### Lesetext
▼
News: Pflanzlicher Langstreckentransport
Bislang galten die in geringen Konzentrationen wirksamen Pflanzenhormone als Vermittler essenzieller Informationen. Doch seit Wissenschaftler im Phloem ebenfalls Boten-RNA-Moleküle (mRNA) entdeckten, die als eine Art "Blaupause" die genetische Information der im Zellkern verborgenen DNA zu den Proteinfabriken transportieren, rätseln sie, inwieweit auch jene DNA-Kopien interne Anweisungen zu überbringen vermögen.
Um die mysteriöse Rolle der mRNA-Moleküle bei der Signalweiterleitung näher zu beleuchten, führten Neelima Sinha und ihre Kollegen von der University of California in Davis nun Versuche mit Tomatenpflanzen durch. Dazu verwendeten sie junge Triebe von Pflanzen mit gewöhnlich zugespitzten Blättern, welche sie auf Stängel mit mutierten runden Blättern pfropften.
Wie sich herausstellte, änderten die umgesetzten Zweige kurzerhand ihr genetisch vorbestimmtes Programm: Statt der zu erwartenden spitzen Pflanzenblätter brachten sie nunmehr runde Anhängsel hervor. In den keimenden Trieben wiesen die Forscher zudem gehäuft jene mutierte Version des Proteins nach, welches sich für das "runde" Blattmuster verantwortlich zeichnet. Folglich muss die entsprechende genetische Information irgendwie in die Spitzen gelangt sein. An dieser Überführung sind höchstwahrscheinlich mRNA-Moleküle beteiligt, die offensichtlich die Instruktion für die "normale" Blattgestalt einfach außer Kraft gesetzt haben.
▲
(Daten zur Punktlokalisierung)
▼
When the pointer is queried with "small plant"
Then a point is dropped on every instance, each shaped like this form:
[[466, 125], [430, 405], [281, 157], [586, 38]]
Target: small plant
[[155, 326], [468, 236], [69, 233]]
▲
### Aufgaben
**1.** Welche Wörter setzt der Lesetext in Anführungszeichen? Zähle alle auf.
**2.** Stimmen diese Aussagen mit dem Lesetext überein? Antworte jeweils mit Ja oder Nein und belege die Antwort mit einem wörtlichen Zitat.
(a) Die Versuche wurden mit Tomatenpflanzen durchgeführt.
(b) Die aufgepfropften Zweige bildeten weiterhin spitze Blätter.
(c) Die jungen Triebe stammten von Pflanzen mit runden Blättern.
Die Einträge stammen aus einer anderen Quelle als der Lesetext.

### Lösungen
**1.** "Blaupause", "runde", "normale"

**2.**
(a) Ja: "führten Neelima Sinha und ihre Kollegen von der University of California in Davis nun Versuche mit Tomatenpflanzen durch"
(b) Nein: "Statt der zu erwartenden spitzen Pflanzenblätter brachten sie nunmehr runde Anhängsel hervor."
(c) Nein: "junge Triebe von Pflanzen mit gewöhnlich zugespitzten Blättern"